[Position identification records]
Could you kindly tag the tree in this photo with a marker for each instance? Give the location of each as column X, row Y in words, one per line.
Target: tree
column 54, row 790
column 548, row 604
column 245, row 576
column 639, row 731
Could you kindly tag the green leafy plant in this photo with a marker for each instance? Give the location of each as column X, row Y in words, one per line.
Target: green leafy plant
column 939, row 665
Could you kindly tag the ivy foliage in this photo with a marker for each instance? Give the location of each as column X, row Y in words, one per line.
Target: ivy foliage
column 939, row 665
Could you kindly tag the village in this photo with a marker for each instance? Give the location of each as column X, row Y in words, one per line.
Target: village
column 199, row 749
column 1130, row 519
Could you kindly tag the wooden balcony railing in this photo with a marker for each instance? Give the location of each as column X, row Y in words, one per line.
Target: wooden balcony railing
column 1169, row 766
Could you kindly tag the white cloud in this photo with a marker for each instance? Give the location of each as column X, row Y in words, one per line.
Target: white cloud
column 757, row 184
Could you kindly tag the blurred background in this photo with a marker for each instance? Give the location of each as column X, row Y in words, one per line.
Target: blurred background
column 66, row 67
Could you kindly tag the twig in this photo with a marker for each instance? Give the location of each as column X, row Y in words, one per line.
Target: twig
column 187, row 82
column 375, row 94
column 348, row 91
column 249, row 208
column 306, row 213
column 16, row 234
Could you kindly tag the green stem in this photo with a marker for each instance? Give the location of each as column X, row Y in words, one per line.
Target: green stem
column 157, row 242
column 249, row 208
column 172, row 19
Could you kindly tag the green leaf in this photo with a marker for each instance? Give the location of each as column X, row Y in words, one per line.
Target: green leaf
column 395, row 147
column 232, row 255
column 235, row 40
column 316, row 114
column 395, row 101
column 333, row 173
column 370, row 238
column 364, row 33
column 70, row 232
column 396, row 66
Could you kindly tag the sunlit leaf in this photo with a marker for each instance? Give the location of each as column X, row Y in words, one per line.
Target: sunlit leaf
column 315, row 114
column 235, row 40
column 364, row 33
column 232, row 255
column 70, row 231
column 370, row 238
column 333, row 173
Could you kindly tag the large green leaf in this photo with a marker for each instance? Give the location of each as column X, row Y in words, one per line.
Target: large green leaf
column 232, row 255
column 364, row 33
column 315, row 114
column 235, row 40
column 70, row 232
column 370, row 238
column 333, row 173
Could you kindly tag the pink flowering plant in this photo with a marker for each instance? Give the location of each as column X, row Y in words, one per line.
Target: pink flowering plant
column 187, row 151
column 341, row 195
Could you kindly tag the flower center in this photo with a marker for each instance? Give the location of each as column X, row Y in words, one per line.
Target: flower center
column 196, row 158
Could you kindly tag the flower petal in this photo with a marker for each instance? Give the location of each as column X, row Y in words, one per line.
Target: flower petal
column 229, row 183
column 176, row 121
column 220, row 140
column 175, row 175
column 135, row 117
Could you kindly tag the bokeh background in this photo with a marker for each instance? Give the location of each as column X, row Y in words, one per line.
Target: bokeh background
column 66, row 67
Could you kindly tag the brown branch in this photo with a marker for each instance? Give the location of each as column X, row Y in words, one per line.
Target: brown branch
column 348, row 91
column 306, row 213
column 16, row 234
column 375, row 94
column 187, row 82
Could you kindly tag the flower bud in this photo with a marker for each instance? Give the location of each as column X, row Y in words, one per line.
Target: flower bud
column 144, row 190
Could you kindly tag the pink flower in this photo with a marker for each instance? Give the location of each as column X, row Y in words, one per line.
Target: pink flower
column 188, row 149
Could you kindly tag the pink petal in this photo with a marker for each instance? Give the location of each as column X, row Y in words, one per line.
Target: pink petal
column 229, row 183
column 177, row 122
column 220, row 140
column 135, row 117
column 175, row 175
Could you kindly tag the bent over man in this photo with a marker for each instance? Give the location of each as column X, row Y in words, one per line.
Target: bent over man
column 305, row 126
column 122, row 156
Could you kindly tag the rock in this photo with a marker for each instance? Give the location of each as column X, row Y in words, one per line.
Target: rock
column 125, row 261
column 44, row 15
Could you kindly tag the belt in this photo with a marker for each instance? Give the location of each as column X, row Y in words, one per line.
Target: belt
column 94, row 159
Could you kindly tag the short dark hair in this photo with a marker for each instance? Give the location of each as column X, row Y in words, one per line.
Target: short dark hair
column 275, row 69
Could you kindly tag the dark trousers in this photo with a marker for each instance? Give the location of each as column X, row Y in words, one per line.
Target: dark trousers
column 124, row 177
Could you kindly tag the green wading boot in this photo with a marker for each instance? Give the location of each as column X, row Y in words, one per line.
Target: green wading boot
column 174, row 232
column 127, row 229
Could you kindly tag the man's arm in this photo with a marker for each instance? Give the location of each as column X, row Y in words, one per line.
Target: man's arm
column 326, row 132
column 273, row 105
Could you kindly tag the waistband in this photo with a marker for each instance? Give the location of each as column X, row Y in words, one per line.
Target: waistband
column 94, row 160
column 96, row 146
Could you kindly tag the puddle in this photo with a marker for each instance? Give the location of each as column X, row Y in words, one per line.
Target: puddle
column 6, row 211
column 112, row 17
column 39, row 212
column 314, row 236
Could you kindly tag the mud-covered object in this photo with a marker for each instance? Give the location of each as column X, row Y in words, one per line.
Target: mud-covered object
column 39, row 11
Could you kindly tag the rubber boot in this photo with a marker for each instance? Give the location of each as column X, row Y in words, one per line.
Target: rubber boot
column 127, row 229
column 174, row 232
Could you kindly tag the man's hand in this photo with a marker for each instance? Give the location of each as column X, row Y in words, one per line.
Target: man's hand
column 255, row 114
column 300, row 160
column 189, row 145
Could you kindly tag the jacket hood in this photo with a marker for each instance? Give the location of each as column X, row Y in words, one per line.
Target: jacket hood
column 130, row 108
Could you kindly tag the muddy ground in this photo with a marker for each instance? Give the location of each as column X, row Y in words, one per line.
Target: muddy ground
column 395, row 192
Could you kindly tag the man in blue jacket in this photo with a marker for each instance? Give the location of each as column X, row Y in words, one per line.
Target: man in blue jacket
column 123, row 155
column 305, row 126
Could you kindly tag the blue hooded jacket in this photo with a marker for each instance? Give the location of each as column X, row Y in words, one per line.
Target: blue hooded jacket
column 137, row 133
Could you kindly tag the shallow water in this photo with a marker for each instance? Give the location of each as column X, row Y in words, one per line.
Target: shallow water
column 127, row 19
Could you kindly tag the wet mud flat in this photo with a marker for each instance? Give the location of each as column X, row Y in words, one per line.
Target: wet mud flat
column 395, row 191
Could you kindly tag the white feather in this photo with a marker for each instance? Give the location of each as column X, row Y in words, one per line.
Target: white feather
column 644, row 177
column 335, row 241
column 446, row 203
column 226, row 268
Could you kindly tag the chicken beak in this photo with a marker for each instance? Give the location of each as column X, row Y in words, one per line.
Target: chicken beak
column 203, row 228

*WORK INSTRUCTIONS*
Copy every entry above word for word, line by line.

*FULL RESPONSE*
Could you kindly tag the tree in this photo with a marker for each instance? Give the location of each as column X, row Y in words, one per line.
Target: tree
column 54, row 790
column 548, row 604
column 245, row 576
column 639, row 731
Could you kindly tag the green leafy plant in this photo with a marker for each instance? Give the location of each as column X, row Y in words, one per line.
Target: green leafy plant
column 939, row 665
Could you kindly tag the ivy foliage in this photo with a marker for each instance? Give the location of each as column X, row Y in words, one per line.
Target: ivy foliage
column 939, row 665
Could you kindly tag the village in this photo with a marker for each instance? Give the location of each as column X, row Y in words, one per line.
Target: village
column 199, row 749
column 1130, row 519
Could you kindly tag the wooden balcony railing in this photo with a marker for each instance? Give the location of each as column X, row Y in words, one per line.
Target: wooden balcony railing
column 1169, row 766
Could you kindly tag the white cloud in this photo with a marker for each instance? Give the location of each as column X, row Y in words, one per line.
Target: white cloud
column 757, row 184
Could you kindly tag the blurred background in this photo with a marker for each instance? Give the location of each as column X, row Y in words, one per line.
Target: blurred background
column 66, row 67
Could you kindly tag the twig in this photo with a marker for each instance? Give the location of each as column X, row Y in words, one per line.
Target: twig
column 187, row 82
column 375, row 94
column 348, row 91
column 249, row 208
column 306, row 213
column 16, row 234
Could you kindly tag the green stem in this photo with a marker for each instance? Give the location of each as column X, row Y in words, one per line.
Target: green stem
column 157, row 242
column 249, row 208
column 172, row 19
Could you kindly tag the green leaf in this photo with a marker for each instance? Give the location of each as column X, row Y in words, one per line.
Target: green leaf
column 395, row 147
column 232, row 255
column 235, row 40
column 316, row 114
column 395, row 101
column 333, row 173
column 370, row 238
column 364, row 33
column 70, row 232
column 396, row 66
Could you kindly tag the sunlit leaf in this photo with a marker for each instance? Give the location of each as column X, row Y in words, one per line.
Target: sunlit leaf
column 315, row 114
column 235, row 40
column 364, row 33
column 232, row 255
column 70, row 231
column 370, row 238
column 333, row 173
Could you kindly tag the large green leaf in this photo with a marker for each instance? Give the location of each as column X, row Y in words, one per line.
Target: large green leaf
column 232, row 255
column 364, row 33
column 315, row 114
column 235, row 40
column 70, row 232
column 370, row 238
column 333, row 173
Could you kindly tag the pink flowering plant in this photo with a marker for each instance? Give the location of each as column X, row Y in words, one per line.
Target: pink flowering plant
column 187, row 151
column 341, row 195
Could you kindly tag the flower center in this photo with a marker for each instance? Give the location of each as column X, row Y in words, one per line.
Target: flower center
column 196, row 158
Could you kindly tag the flower petal in this photo with a marker for each instance? Give the location of each as column X, row Y in words, one per line.
Target: flower petal
column 229, row 183
column 176, row 121
column 220, row 140
column 175, row 175
column 135, row 117
Could you kindly tag the bokeh background in this photo with a marker for each instance? Give the location of each as column X, row Y in words, one per line.
Target: bokeh background
column 66, row 67
Could you kindly tag the brown branch in this photo with a marker for each instance? Give the location of each as column X, row Y in words, one per line.
Target: brown branch
column 348, row 91
column 306, row 213
column 16, row 234
column 375, row 94
column 187, row 82
Could you kindly tag the flower bud in this photo with a marker for each instance? Give the location of each as column X, row Y in words, one per line.
Target: flower bud
column 144, row 190
Could you kindly tag the pink flower in this photo with a marker for each instance? Give the location of each as column X, row Y in words, one per line.
Target: pink flower
column 188, row 149
Could you kindly tag the pink petal in this photo with a marker for each instance? Give the location of each as column X, row Y in words, one per line.
Target: pink petal
column 229, row 183
column 177, row 122
column 220, row 140
column 135, row 117
column 175, row 175
Could you kindly tag the bent over man in this photo with a marker for each instance? Give the location of each as column X, row Y in words, one per line.
Target: bent over man
column 305, row 126
column 122, row 156
Could you kindly tag the rock in this photo with a marker for each instance? Give the location of each as column X, row Y in words, one per line.
Target: rock
column 125, row 261
column 44, row 15
Could you kindly tag the belt in this photo with a marker for each instance? Give the location of each as column X, row Y in words, one per line.
Target: belt
column 94, row 159
Could you kindly tag the short dark hair in this photo with a marker for each instance? Give the location of each as column X, row Y in words, one per line.
Target: short dark hair
column 275, row 69
Could you kindly tag the dark trousers in this photo with a marker for each instance? Give the location of each as column X, row Y in words, one per line.
Target: dark trousers
column 124, row 177
Could you kindly tag the green wading boot in this photo with a marker for each instance? Give the location of each as column X, row Y in words, one per line.
Target: green wading boot
column 174, row 232
column 127, row 229
Could you kindly tag the man's arm in this photo with a marker for each instance? Give the location of each as column X, row Y in words, one per line.
Target: man's arm
column 326, row 132
column 273, row 105
Could you kindly tag the waistband in this photo with a marker for each instance? Give the location of each as column X, row Y in words, one per line.
Target: waistband
column 94, row 160
column 96, row 146
Could you kindly tag the puddle in this photo with a marker for each instance? Give the location of each as column X, row Y in words, one per line.
Target: puddle
column 6, row 211
column 112, row 17
column 39, row 212
column 314, row 236
Could you kindly tag the mud-covered object in this photo with a marker for each instance? Give the location of each as column X, row Y in words, one per line.
Target: mud-covered object
column 39, row 11
Could you kindly tag the rubber boot in this photo with a marker for each instance? Give the location of each as column X, row Y in words, one per line.
Target: rubber boot
column 127, row 229
column 174, row 232
Could you kindly tag the man's hand in this photo with a marker for each instance? Give the location of each as column X, row Y in words, one per line.
Target: man's hand
column 255, row 114
column 300, row 160
column 189, row 145
Could you kindly tag the jacket hood in this photo with a marker for each instance? Give the location of each as column X, row Y in words, one per line.
Target: jacket hood
column 130, row 108
Could you kindly tag the muddy ground in this photo with a marker for each instance? Give the location of each as column X, row Y in words, one per line.
Target: muddy ground
column 395, row 192
Could you kindly tag the man in blue jacket in this photo with a marker for each instance? Give the location of each as column X, row Y in words, one per line.
Target: man in blue jacket
column 123, row 155
column 305, row 126
Could you kindly tag the blue hooded jacket in this photo with a marker for each instance? Give the location of each as column X, row Y in words, one per line.
Target: blue hooded jacket
column 137, row 133
Could you kindly tag the shallow water in this photo with a marker for each instance? Give the location of each as column X, row Y in words, one per line.
Target: shallow water
column 127, row 19
Could you kindly tag the wet mud flat in this photo with a marker for each instance? Give the location of each as column X, row Y in words, one per line.
Target: wet mud flat
column 395, row 191
Could you kindly tag the white feather in this photo with a marker for each instance? Give the location of each as column X, row Y in words, one per line.
Target: white feather
column 644, row 177
column 335, row 241
column 446, row 203
column 226, row 268
Could you kindly tag the chicken beak in this photo with a marker for each instance? Give the location of each as column X, row Y in words, one per line.
Target: chicken beak
column 203, row 228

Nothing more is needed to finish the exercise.